§ Task brief
Among the lines below, list those containing the string "building".

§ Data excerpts
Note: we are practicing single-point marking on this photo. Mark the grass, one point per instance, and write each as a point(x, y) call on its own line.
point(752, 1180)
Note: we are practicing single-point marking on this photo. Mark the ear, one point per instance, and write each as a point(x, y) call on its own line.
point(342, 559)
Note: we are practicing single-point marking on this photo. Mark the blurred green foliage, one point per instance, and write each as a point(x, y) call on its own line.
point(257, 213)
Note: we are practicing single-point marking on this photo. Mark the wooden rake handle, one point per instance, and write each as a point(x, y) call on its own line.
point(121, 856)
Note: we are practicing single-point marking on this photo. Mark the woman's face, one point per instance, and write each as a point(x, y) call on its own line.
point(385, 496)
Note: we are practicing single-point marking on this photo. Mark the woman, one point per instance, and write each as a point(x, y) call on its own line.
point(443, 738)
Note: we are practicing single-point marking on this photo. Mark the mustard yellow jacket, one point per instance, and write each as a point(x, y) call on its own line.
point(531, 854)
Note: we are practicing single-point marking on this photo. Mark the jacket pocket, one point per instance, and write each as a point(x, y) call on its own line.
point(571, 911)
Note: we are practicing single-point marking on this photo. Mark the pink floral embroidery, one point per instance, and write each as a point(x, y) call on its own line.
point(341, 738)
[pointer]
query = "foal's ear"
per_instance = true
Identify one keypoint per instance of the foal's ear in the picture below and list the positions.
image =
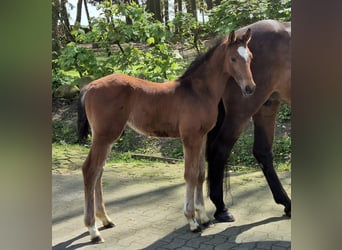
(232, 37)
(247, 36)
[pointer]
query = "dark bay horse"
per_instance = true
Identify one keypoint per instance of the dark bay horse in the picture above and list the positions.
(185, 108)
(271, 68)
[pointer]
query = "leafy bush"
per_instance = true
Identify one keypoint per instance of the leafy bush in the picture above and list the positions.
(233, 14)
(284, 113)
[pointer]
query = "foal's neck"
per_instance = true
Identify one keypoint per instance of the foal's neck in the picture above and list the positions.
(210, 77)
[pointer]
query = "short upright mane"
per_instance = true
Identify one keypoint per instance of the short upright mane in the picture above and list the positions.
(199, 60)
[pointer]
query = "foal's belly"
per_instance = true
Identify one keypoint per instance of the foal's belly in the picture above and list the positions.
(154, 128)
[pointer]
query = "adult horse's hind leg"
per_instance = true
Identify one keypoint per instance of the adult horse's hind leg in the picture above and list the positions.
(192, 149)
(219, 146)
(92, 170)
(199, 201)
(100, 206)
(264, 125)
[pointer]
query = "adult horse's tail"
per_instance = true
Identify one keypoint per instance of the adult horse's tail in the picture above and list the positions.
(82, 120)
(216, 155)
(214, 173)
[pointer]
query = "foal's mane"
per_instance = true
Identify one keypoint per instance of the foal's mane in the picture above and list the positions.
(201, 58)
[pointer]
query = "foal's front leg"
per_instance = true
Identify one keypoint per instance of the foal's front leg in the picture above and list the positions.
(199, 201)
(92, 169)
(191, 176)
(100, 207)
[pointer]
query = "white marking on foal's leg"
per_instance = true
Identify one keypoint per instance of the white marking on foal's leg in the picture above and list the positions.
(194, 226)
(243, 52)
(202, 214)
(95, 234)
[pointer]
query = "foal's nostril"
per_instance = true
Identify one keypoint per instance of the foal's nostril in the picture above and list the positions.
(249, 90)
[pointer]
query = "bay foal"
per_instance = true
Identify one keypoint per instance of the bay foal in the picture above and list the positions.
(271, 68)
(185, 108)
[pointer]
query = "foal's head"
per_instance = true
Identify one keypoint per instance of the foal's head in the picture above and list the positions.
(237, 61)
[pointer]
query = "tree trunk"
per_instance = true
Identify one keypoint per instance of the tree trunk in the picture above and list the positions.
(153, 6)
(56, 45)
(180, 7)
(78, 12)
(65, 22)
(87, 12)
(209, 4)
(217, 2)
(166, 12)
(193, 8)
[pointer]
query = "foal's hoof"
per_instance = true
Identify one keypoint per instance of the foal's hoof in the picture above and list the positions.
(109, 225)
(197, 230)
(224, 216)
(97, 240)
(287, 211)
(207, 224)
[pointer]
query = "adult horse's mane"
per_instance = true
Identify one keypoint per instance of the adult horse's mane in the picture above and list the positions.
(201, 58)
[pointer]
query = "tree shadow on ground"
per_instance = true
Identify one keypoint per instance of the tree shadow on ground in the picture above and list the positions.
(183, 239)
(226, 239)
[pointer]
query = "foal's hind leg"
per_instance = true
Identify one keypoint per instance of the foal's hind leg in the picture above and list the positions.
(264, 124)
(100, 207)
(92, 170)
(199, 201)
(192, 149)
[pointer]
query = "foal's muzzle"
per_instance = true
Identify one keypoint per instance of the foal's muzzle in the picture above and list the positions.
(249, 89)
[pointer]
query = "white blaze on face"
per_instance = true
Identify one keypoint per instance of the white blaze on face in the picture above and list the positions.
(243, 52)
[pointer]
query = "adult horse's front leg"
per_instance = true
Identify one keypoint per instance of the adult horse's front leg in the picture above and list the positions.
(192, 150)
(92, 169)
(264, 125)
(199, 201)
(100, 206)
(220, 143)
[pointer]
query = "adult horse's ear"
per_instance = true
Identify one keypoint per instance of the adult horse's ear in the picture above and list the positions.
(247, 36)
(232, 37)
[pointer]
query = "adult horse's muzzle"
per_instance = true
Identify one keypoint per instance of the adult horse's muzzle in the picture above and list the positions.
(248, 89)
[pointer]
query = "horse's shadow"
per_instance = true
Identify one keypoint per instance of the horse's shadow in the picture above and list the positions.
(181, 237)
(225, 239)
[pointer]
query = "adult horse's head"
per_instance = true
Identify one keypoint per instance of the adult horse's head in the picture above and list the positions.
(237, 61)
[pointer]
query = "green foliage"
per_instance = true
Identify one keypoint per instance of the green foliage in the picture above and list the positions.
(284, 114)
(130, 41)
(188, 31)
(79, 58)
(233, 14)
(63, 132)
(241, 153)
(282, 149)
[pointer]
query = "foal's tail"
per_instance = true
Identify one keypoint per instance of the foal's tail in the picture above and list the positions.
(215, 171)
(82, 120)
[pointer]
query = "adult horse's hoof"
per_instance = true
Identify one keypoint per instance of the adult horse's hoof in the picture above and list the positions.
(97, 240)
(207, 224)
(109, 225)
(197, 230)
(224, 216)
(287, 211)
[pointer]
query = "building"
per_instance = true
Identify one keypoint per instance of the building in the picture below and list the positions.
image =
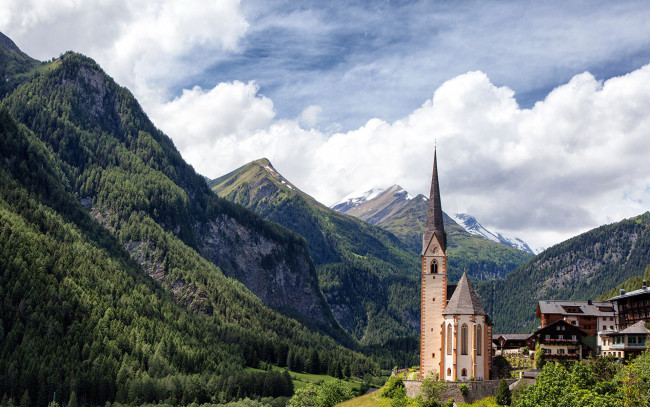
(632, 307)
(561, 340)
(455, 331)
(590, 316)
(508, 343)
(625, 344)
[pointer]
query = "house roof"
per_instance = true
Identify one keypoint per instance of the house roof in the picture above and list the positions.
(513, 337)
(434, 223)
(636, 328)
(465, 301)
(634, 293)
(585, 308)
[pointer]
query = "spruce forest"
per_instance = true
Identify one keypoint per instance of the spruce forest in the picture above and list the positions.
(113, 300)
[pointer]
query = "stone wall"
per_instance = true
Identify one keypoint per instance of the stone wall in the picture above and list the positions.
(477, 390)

§ Exercise solution
query = "building"
Identify one keypoint per instance of the building in the picture below and list the positions.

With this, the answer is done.